Tareas requeridas »
a. ¿Con qué museos compara el texto sobre el Museo del Hermitage la abundancia artística de este? Enuméralos todos.
b. Prolonga el texto sobre el Museo del Hermitage a partir de su última oración.

UN LABERINTO DE ARTE

Museo del Hermitage. En sus 400 salas se exhibe una mínima parte de sus tres millones y medio de piezas. Impresiones de un cronista que se perdió allí.

RESTAURADO. Se invirtieron casi 600 millones de dólares para que el museo luzca como nuevo en diciembre, en su 250° aniversario.
RESTAURADO. Se invirtieron casi 600 millones de dólares para que el museo luzca como nuevo en diciembre, en su 250° aniversario.
Más que la Fortaleza de Pedro y Pablo, la Catedral de San Isaac, la Iglesia del Salvador sobre la sangre derramada, su subte bien profundo o el río Neva –la morada final de Rasputín–, el órgano emotivo central de esta ciudad es el Hermitage –durante siglos palacio de invierno de los zares–, sólo comparable por su empacho artístico con el British Museum, el Museo Metropolitano de Arte de Nueva York y el Louvre de París.
Los guardias desganados y de mirada apática para los que estas escenas son meras fotocopias del día anterior –hordas de turistas de todas partes del mundo que se cuelan y gritan– al fin abren las rejas. Y el malón pasa de largo un cartel electrónico que lleva la cuenta regresiva hacia el 250° aniversario del museo –este año– creado por la zarina Catalina La Grande en 1764.

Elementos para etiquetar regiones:
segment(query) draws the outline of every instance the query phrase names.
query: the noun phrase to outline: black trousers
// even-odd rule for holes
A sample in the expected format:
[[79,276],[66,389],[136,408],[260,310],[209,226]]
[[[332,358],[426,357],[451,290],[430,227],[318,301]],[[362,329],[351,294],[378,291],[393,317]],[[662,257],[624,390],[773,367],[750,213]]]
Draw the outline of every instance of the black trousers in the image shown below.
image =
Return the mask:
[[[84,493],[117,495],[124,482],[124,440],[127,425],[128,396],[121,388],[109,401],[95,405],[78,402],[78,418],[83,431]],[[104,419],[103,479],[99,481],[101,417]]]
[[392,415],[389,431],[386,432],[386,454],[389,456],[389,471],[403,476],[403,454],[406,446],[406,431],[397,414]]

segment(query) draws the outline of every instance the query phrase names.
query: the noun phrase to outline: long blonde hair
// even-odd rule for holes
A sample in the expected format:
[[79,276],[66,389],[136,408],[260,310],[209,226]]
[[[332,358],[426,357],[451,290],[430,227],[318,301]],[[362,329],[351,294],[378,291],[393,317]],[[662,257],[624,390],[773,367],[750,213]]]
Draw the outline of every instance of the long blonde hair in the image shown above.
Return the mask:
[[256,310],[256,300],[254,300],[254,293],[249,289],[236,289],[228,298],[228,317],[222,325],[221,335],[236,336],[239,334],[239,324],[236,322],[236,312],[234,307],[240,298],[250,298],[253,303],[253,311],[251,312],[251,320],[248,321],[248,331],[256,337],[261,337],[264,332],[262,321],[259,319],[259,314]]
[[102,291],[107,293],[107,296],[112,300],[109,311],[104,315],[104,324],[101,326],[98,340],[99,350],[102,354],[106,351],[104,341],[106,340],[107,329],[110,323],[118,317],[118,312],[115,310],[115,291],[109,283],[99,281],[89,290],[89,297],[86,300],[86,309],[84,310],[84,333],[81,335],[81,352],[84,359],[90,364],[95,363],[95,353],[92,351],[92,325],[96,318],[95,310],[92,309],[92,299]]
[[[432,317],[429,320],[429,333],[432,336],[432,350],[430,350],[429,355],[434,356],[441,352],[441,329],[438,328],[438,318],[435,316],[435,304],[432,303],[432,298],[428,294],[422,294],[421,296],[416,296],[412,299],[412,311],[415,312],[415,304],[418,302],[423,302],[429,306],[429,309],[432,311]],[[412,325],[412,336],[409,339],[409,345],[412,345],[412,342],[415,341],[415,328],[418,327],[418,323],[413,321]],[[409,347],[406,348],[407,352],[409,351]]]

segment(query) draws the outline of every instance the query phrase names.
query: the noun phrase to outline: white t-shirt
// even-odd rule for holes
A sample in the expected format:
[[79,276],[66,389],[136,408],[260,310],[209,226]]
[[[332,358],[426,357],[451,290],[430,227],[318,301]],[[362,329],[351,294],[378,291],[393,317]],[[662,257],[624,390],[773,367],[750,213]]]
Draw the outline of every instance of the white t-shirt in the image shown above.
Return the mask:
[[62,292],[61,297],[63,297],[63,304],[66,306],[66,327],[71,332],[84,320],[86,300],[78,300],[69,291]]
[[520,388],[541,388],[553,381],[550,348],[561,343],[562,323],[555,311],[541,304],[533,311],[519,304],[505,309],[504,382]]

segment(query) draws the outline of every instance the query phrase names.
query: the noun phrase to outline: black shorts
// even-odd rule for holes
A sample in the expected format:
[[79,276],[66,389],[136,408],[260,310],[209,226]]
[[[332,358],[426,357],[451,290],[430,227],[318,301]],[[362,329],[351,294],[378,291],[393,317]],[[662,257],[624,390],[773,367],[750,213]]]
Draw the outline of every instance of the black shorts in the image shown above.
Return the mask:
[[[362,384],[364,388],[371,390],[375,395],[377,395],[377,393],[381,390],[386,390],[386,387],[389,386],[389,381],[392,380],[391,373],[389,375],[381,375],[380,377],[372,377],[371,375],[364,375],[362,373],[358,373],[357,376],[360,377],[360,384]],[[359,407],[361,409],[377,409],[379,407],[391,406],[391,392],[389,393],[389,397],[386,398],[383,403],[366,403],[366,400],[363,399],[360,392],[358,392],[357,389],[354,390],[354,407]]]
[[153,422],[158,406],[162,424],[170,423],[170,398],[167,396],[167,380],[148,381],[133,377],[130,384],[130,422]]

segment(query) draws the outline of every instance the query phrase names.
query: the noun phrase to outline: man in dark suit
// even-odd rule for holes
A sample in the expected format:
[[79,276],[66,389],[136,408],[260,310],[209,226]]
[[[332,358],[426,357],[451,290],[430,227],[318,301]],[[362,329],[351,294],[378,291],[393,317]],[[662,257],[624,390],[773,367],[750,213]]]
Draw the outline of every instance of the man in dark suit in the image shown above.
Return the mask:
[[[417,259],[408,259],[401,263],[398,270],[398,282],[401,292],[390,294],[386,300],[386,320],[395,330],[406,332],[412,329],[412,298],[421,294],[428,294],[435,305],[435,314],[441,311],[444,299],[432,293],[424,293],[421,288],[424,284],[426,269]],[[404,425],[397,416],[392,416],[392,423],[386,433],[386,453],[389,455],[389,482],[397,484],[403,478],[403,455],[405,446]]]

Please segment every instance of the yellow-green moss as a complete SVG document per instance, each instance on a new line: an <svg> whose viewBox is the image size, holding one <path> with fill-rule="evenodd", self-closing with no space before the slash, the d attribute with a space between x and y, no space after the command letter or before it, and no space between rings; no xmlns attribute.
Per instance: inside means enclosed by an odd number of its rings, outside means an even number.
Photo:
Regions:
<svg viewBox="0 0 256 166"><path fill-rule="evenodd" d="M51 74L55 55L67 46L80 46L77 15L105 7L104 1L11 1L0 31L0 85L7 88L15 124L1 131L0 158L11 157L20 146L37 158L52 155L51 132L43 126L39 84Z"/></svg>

Lista de respuestas »
a. British Museum; Museo Metropolitano de Arte de Nueva York; Louvre de París

b.
Luego de dejar toneladas de mochilas en los guardarropas subterráneos, la multitud de visitantes se lanza a una maratón imposible: ver tres millones y medio de piezas de arte distribuidas en 400 salas. Alguien ya se tomó el trabajo de hacer el cálculo: si se contemplase durante un minuto cada obra –entre las que están la “Madonna Litta” y la “Virgen de la Flor”, de Da Vinci; “El almuerzo”, de Velázquez; “Baco”, de Rubens, y obras de Rafael, Tiziano, El Greco, Goya, Van Dyck, Rembrandt, Monet, Van Gogh, Gauguin, Picasso, Kandinsky y Malevitch–, el recorrido completo duraría más de cuatro años.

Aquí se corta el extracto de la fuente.